WHAT YOU ARE ASKED TO DO. Please quote exactly the lines below from the line containing "Query: countertop" to the line containing "like point(60, 21).", both lines included, and nothing else.

[Point localization data]
= Beginning of Section =

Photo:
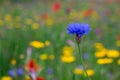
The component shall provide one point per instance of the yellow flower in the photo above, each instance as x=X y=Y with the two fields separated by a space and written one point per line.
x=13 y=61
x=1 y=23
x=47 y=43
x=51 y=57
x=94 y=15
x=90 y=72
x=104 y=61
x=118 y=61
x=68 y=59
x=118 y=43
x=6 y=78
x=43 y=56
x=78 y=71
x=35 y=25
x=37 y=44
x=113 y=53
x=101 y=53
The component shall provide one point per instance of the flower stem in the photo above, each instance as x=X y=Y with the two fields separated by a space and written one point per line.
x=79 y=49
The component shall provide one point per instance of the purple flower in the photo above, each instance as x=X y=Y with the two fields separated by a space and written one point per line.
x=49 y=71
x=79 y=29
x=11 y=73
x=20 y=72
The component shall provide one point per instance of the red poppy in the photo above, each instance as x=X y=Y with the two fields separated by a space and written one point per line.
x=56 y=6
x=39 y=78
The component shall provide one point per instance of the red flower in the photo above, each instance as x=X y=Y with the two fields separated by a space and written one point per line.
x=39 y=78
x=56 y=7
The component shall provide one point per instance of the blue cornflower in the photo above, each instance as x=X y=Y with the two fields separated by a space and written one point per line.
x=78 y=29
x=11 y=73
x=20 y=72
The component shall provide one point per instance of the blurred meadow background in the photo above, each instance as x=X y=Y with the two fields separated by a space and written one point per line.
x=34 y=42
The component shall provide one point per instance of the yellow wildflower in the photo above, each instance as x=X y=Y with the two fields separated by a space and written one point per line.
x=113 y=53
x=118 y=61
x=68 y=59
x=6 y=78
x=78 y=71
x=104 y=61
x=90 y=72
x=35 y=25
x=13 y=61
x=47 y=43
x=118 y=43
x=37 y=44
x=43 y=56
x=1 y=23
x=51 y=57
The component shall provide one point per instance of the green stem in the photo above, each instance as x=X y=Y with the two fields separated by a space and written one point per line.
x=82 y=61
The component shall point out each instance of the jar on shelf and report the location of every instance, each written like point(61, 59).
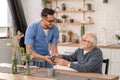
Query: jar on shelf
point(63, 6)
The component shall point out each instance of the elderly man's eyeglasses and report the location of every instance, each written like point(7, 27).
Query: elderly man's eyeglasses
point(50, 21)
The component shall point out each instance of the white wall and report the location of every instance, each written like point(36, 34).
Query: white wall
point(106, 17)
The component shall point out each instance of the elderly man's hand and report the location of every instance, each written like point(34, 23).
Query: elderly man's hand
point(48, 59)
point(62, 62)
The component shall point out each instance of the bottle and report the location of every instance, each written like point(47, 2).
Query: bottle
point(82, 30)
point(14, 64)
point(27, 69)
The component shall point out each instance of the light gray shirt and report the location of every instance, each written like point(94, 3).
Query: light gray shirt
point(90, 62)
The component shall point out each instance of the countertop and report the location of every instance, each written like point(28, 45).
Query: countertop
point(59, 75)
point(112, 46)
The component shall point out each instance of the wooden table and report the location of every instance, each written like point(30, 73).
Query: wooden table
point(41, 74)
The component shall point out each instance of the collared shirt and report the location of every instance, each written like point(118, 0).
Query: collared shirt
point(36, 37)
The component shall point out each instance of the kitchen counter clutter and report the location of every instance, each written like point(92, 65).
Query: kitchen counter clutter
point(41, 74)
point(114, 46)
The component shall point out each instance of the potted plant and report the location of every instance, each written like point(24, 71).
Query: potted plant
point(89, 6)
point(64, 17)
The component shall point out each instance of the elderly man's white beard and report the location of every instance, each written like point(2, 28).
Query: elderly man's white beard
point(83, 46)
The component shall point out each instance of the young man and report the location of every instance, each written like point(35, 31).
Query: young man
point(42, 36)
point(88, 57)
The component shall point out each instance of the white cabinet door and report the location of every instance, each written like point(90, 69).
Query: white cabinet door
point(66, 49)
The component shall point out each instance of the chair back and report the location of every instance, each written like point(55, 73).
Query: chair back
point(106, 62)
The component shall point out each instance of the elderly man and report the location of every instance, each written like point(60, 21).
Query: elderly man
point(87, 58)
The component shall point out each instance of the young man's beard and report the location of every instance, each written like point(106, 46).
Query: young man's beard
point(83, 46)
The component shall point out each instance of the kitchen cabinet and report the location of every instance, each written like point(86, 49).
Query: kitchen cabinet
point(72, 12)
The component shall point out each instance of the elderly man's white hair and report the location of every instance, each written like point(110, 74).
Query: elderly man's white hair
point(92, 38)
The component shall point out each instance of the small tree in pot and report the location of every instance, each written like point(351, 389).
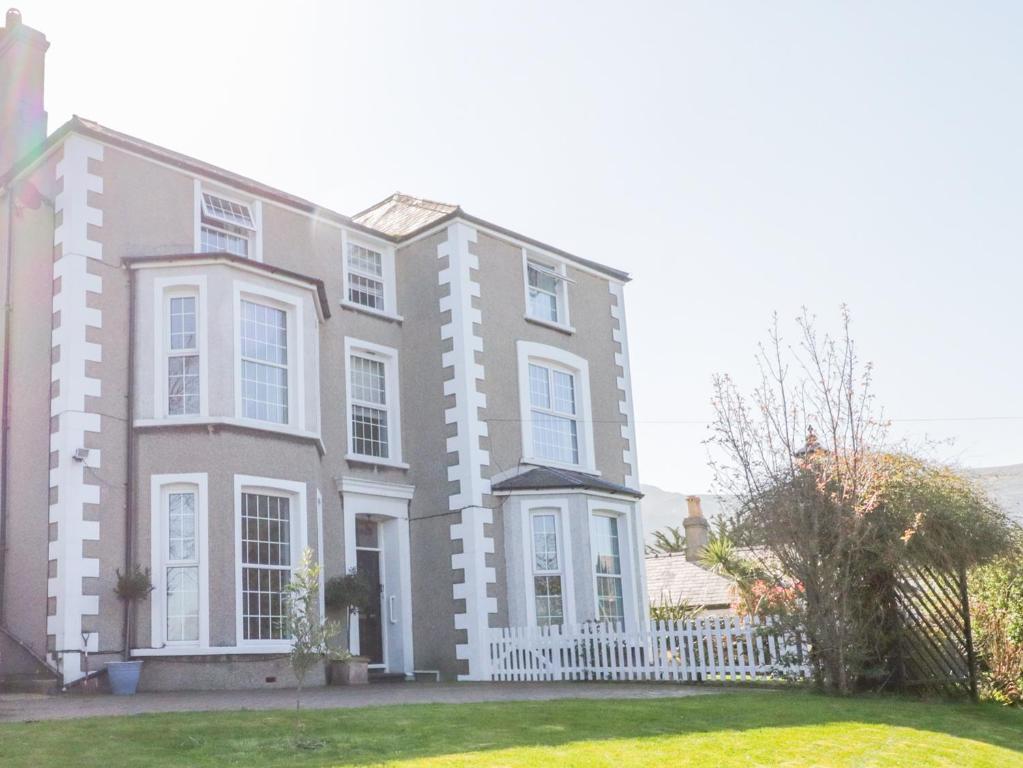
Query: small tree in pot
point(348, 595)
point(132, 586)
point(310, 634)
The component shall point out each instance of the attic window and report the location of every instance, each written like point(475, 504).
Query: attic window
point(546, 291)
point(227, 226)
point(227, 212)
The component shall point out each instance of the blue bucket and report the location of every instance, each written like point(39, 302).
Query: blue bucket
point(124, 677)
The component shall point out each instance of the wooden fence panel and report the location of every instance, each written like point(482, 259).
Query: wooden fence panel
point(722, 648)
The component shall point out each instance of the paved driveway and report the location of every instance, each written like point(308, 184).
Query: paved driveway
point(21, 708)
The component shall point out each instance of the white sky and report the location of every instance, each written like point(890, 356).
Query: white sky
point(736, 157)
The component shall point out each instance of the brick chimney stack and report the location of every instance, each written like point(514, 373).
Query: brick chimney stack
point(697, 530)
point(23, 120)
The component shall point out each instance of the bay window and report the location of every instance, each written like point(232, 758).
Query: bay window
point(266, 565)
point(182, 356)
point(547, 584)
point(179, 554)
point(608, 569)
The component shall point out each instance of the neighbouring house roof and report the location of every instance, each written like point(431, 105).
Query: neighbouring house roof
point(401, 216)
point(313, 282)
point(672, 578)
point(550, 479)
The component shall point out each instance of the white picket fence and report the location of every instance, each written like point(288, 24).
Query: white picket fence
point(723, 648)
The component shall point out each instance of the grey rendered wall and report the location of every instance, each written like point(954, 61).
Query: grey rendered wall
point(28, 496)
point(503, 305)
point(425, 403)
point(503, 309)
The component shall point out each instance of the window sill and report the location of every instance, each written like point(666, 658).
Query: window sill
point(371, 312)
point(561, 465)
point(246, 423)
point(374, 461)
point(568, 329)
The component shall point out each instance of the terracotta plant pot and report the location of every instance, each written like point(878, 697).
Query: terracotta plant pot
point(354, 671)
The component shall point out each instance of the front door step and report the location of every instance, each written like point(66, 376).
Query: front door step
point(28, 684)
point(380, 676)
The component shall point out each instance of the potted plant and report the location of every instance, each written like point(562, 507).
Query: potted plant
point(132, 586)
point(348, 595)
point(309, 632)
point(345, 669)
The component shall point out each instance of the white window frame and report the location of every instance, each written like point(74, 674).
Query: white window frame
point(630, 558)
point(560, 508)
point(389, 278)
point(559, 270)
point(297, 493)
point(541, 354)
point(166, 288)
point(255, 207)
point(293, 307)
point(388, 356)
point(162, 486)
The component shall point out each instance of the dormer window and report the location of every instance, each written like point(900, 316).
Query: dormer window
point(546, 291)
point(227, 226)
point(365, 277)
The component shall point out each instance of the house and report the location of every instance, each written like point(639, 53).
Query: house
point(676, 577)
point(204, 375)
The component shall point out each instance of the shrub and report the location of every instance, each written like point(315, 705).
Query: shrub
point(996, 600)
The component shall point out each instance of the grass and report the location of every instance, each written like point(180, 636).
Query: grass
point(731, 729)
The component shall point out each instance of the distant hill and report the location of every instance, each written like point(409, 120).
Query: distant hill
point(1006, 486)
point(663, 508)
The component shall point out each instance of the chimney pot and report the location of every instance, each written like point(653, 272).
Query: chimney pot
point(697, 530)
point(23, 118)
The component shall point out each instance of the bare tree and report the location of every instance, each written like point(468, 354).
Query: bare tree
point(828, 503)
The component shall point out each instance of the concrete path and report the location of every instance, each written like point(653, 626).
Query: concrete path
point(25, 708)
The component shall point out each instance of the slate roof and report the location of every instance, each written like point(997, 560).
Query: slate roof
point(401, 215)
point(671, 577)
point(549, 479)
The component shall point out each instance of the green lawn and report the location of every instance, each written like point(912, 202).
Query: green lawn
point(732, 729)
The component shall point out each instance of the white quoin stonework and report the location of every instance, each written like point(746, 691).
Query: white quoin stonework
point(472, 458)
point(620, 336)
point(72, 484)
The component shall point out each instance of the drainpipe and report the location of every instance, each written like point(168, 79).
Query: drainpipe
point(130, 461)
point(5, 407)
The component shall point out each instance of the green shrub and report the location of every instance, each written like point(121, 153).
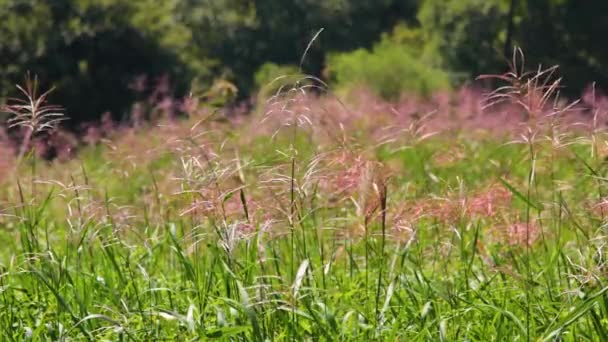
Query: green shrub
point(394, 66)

= End of Section =

RESPONSE AREA.
Query: countertop
point(59, 75)
point(112, 46)
The component shall point out each instance of the wooden table and report the location of every instance, each written like point(30, 73).
Query: wooden table
point(41, 74)
The component shall point out each instance of the collared shirt and report the location of every instance, each written like point(118, 0).
Query: collared shirt
point(36, 37)
The component shall point out each instance of the kitchen counter clutter and report the location of every instance, each written like point(92, 65).
Query: kitchen counter clutter
point(41, 74)
point(114, 46)
The component shall point out each instance of the potted plant and report the location of every instance, each written like point(24, 71).
Query: potted plant
point(89, 6)
point(64, 17)
The component shall point out each instance of the elderly man's white beard and report the location of every instance, each written like point(2, 28).
Query: elderly man's white beard
point(83, 46)
The component shall point out each instance of the young man and report the location of every instance, each written like point(35, 31).
Query: young man
point(42, 36)
point(88, 57)
The component shall point out each instance of the white cabinet door and report the location of every instance, each written like point(90, 69).
Query: white cabinet door
point(66, 49)
The component shall point out each instance of the chair back and report the location of every instance, each written like point(55, 73).
Query: chair back
point(106, 62)
The component shall point out each instance of the elderly man and report the location of every instance, each written like point(60, 21).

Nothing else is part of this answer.